Material for this exercise:
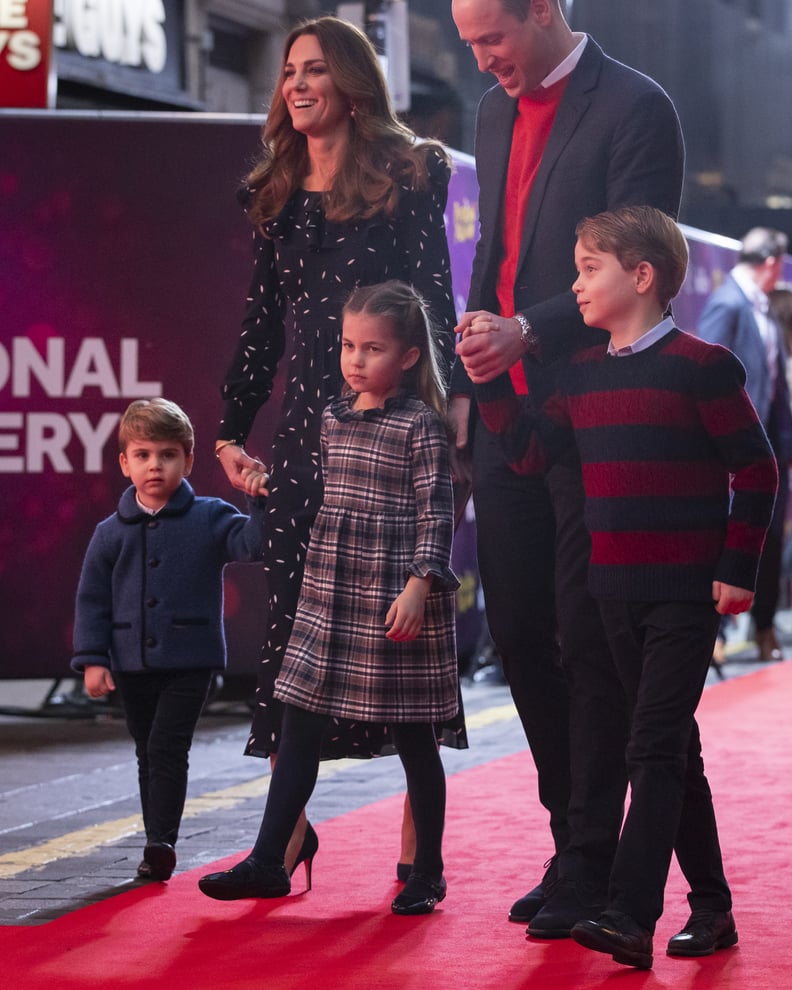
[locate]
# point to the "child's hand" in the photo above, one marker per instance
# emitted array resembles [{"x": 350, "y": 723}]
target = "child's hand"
[
  {"x": 244, "y": 472},
  {"x": 730, "y": 600},
  {"x": 98, "y": 681},
  {"x": 255, "y": 478},
  {"x": 405, "y": 616}
]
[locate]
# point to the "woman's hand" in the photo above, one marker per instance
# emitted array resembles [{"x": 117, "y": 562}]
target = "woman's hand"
[{"x": 246, "y": 473}]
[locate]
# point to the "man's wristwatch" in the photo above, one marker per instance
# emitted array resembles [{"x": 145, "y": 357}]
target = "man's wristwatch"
[{"x": 527, "y": 336}]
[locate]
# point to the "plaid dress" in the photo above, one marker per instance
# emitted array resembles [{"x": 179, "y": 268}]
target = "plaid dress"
[{"x": 387, "y": 513}]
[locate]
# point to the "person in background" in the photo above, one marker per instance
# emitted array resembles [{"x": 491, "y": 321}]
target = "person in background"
[
  {"x": 342, "y": 195},
  {"x": 149, "y": 610},
  {"x": 680, "y": 481},
  {"x": 737, "y": 315},
  {"x": 374, "y": 636},
  {"x": 566, "y": 133}
]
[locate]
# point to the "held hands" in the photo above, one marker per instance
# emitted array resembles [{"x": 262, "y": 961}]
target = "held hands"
[
  {"x": 730, "y": 600},
  {"x": 244, "y": 472},
  {"x": 98, "y": 681},
  {"x": 490, "y": 345},
  {"x": 405, "y": 616}
]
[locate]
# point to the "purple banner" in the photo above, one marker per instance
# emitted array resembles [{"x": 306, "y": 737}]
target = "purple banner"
[{"x": 124, "y": 263}]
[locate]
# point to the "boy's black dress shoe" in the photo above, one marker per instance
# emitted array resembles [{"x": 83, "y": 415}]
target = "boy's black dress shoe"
[
  {"x": 160, "y": 858},
  {"x": 570, "y": 901},
  {"x": 524, "y": 909},
  {"x": 246, "y": 879},
  {"x": 619, "y": 935},
  {"x": 420, "y": 895},
  {"x": 704, "y": 932}
]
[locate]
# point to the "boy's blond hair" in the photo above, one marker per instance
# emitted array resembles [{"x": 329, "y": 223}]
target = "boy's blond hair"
[
  {"x": 155, "y": 419},
  {"x": 641, "y": 233}
]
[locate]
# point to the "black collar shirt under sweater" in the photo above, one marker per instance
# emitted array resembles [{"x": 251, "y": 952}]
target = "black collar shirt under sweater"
[{"x": 680, "y": 479}]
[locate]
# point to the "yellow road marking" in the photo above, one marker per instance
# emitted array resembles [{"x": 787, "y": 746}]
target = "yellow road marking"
[{"x": 84, "y": 840}]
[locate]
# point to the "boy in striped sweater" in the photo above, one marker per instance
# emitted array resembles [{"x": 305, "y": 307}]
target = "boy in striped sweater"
[{"x": 680, "y": 482}]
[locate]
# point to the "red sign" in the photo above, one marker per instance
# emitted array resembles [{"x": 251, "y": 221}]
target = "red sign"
[{"x": 25, "y": 53}]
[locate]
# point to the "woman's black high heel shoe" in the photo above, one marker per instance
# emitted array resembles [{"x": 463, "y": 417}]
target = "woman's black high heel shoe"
[
  {"x": 246, "y": 879},
  {"x": 306, "y": 854},
  {"x": 403, "y": 871},
  {"x": 420, "y": 895}
]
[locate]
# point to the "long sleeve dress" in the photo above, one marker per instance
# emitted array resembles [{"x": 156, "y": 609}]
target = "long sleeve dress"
[
  {"x": 387, "y": 514},
  {"x": 304, "y": 270}
]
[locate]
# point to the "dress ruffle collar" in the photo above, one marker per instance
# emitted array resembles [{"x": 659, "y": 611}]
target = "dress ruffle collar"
[{"x": 342, "y": 407}]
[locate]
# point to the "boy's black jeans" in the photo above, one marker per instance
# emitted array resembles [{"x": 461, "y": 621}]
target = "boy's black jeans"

Request: Repeat verbatim all the material, but not the pictures.

Result:
[locate]
# point to the "child's hand" in the photo above, one marker per instance
# emitted array resembles [{"x": 350, "y": 723}]
target = "child's hand"
[
  {"x": 244, "y": 472},
  {"x": 730, "y": 600},
  {"x": 98, "y": 681},
  {"x": 255, "y": 478},
  {"x": 405, "y": 616}
]
[locate]
# point to the "woman's hand" in the photo above, one marker per instance
# emitted array resembles [{"x": 117, "y": 562}]
target = "woman's hand"
[{"x": 246, "y": 473}]
[locate]
# point to the "man's wristwatch" in the photo above, one marker per instance
# emitted array resembles [{"x": 145, "y": 357}]
target = "man's wristwatch"
[{"x": 527, "y": 336}]
[locate]
# point to the "plaid dress" in the photo above, one marker per instance
# emitted array resembles [{"x": 179, "y": 268}]
target = "plaid dress"
[{"x": 387, "y": 513}]
[locate]
# point to the "person in background" in the photo above, one marker per instance
# emitted array resembles [{"x": 491, "y": 321}]
target = "person in background"
[
  {"x": 342, "y": 195},
  {"x": 149, "y": 610},
  {"x": 680, "y": 481},
  {"x": 737, "y": 315},
  {"x": 374, "y": 636},
  {"x": 566, "y": 133}
]
[locate]
# point to the "held hands" in the photo above, one marker per instance
# emitted array resembles [{"x": 262, "y": 961}]
target = "held hands"
[
  {"x": 730, "y": 600},
  {"x": 244, "y": 472},
  {"x": 98, "y": 681},
  {"x": 490, "y": 345},
  {"x": 405, "y": 616}
]
[locate]
# point to the "purple banner" in the photo above, one marker per instance
# emitted array resembles [{"x": 306, "y": 737}]
target = "purple banner"
[{"x": 124, "y": 263}]
[locate]
# point to the "boy's black dress shoe" in the photo above, one marker per instance
# emitted array resembles [{"x": 83, "y": 415}]
target = "boy's black dress shoe"
[
  {"x": 160, "y": 858},
  {"x": 570, "y": 901},
  {"x": 524, "y": 909},
  {"x": 246, "y": 879},
  {"x": 619, "y": 935},
  {"x": 420, "y": 895},
  {"x": 704, "y": 932}
]
[locate]
# point to the "boy's blond hair" in the photo above, one marker per instance
# emitted array resembles [{"x": 329, "y": 223}]
target = "boy's blond hair"
[
  {"x": 155, "y": 419},
  {"x": 641, "y": 233}
]
[locate]
# point to the "black collar shirt under sweater" in the photo above, one marker per instance
# emitted array resembles [{"x": 251, "y": 952}]
target = "black collar shirt under sweater"
[{"x": 680, "y": 479}]
[locate]
# point to the "yellow road marking" in the photo above, one marker per instance
# emitted array resembles [{"x": 787, "y": 746}]
target = "yellow road marking"
[{"x": 84, "y": 840}]
[locate]
# point to the "boy in striped sweater" in the photo above, one marker per instance
# emitted array resembles [{"x": 305, "y": 307}]
target = "boy in striped sweater"
[{"x": 680, "y": 482}]
[locate]
# point to the "red sign" in the photo above, one marker per instance
# emitted array resembles [{"x": 251, "y": 221}]
target = "red sign"
[{"x": 25, "y": 53}]
[locate]
# point to the "woman's black high heel shoe" in the photo above, one marker per instance
# emitted array resembles [{"x": 463, "y": 417}]
target = "woman's black high heel shoe"
[
  {"x": 246, "y": 879},
  {"x": 306, "y": 854},
  {"x": 403, "y": 871},
  {"x": 420, "y": 895}
]
[locate]
# point to the "long sleeve dress" in the photo above, one marker per instance
# emitted array resembles [{"x": 156, "y": 609}]
target = "long sleeve dress"
[
  {"x": 387, "y": 514},
  {"x": 304, "y": 270}
]
[locate]
# point to the "dress ruffle collar" in the photo above, one marker per instance
# emitted array resembles [{"x": 659, "y": 611}]
target = "dress ruffle collar"
[{"x": 342, "y": 407}]
[locate]
# point to the "boy's black jeans" in the photo above, one marker per instance
# emitted array resembles [{"x": 461, "y": 621}]
target = "boy's black jeans"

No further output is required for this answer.